*EXERCISE*: Could you put the material below into a numbered list, leaving out any blank lines?
--*--
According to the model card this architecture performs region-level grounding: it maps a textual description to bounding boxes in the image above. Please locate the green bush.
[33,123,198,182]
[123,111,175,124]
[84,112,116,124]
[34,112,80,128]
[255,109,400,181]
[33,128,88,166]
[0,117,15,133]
--*--
*OUTPUT FOR THIS EXERCISE*:
1. According to the model card this architecture performs region-level grounding: it maps a textual description to bounding boxes in the image above. Please locate the green bush.
2. [33,123,198,182]
3. [123,111,175,124]
4. [84,112,116,124]
5. [34,112,80,128]
6. [255,109,400,181]
7. [33,128,88,166]
8. [0,117,15,133]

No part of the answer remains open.